• [Exercise goal]:
From the data below, copy out word for word the lines from the one with "Where can you spot the document" to the one with "Where can you spot the black office", both included.

• [Given entries]:
%%

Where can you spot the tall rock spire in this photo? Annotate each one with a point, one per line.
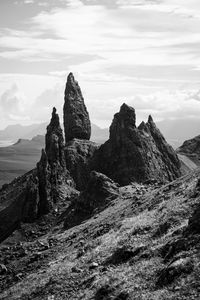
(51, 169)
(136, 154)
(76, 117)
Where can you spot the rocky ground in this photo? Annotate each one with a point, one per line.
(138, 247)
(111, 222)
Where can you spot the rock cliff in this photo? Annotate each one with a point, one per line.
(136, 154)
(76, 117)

%%
%%

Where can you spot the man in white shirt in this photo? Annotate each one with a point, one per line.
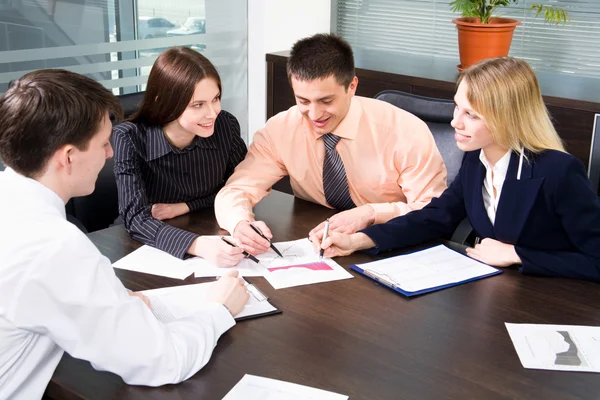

%%
%%

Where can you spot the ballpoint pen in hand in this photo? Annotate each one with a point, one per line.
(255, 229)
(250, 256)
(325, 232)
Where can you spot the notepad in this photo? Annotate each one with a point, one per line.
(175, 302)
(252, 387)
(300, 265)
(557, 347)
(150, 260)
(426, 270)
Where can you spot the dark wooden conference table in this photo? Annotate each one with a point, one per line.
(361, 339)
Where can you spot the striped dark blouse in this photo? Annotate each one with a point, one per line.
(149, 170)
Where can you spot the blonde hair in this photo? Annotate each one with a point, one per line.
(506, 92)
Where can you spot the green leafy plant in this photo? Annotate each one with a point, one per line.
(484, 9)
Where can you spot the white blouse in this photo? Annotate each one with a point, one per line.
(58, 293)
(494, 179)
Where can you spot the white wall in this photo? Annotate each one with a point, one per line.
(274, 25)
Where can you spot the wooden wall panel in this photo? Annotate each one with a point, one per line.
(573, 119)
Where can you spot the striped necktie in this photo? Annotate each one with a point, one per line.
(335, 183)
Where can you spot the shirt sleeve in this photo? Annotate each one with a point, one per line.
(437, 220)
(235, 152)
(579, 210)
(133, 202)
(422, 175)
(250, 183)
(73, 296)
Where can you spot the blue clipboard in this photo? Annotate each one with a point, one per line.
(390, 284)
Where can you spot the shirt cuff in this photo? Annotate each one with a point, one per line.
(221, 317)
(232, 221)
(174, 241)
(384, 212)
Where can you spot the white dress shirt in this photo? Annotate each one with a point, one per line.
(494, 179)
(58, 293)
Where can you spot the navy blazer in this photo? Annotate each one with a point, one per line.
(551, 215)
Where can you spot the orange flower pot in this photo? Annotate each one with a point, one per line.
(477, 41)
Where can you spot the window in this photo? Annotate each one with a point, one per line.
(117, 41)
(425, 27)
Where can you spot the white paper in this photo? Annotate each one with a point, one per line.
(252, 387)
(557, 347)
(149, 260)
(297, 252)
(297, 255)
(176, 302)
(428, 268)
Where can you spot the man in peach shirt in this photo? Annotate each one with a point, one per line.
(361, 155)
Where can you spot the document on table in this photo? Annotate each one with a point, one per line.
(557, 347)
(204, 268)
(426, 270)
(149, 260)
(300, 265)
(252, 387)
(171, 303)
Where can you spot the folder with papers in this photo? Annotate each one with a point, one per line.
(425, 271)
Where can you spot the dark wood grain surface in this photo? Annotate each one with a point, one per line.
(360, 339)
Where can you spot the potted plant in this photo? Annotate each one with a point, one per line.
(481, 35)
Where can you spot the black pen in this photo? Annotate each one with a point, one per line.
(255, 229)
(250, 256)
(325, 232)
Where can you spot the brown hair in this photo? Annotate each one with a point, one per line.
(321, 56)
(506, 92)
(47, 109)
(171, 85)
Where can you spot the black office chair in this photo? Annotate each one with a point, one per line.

%%

• [Full output]:
Where can you spot the document on table in this photo? Annotate each one with a point, one per line.
(557, 347)
(204, 268)
(426, 270)
(149, 260)
(300, 265)
(252, 387)
(171, 303)
Where can you spot the folder with papers in this photo? Annotate each one with a point, one per line.
(425, 271)
Where can you spot the dark wood grain surface in this photo? Annotate each one with a point, one per line.
(360, 339)
Where can you spot the potted plant in this photo? Annotate each one with a point, one per line.
(481, 35)
Where can you spot the black pen in this photo? Annotate each one with a point, one per line.
(255, 229)
(250, 256)
(325, 232)
Where can you spot the brown hair in this photo? Annotate each one with a point, one per line.
(321, 56)
(506, 92)
(47, 109)
(171, 85)
Where can you spot the black office chair in this photo? Annotate each one with a point, one per line.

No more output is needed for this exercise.